### Task objective:
Answer with only the number of lines below where "grass" appears.

Information: Begin

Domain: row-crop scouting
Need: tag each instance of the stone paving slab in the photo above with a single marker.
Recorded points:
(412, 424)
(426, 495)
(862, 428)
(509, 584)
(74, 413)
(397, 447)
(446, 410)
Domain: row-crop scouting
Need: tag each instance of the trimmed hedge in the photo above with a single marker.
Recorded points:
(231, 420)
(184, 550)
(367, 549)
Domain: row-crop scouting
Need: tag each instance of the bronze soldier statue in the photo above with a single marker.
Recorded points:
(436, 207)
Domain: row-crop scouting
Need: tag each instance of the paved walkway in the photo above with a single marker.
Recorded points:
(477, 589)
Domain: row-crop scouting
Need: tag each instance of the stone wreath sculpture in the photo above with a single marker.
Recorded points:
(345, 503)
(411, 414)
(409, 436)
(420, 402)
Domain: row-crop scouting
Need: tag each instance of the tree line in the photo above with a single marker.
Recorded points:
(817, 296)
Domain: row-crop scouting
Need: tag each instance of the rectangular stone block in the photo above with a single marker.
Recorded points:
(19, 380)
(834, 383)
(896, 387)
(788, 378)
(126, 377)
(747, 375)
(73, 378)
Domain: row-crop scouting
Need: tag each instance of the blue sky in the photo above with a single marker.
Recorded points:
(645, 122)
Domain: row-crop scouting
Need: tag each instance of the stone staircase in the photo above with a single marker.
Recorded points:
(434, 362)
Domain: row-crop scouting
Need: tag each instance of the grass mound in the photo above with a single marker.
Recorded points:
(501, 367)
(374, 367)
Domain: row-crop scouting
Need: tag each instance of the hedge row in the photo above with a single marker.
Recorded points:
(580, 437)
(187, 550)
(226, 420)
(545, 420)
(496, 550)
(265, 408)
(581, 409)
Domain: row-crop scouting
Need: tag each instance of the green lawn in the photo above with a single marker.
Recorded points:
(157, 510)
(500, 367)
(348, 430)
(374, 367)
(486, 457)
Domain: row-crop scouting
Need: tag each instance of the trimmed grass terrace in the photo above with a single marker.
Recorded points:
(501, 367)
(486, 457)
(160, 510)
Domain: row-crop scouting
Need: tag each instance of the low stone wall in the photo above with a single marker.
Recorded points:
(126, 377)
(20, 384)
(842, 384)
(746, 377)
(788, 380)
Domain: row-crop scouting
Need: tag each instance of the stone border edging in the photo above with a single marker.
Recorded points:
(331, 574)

Information: End

### Result of the task:
2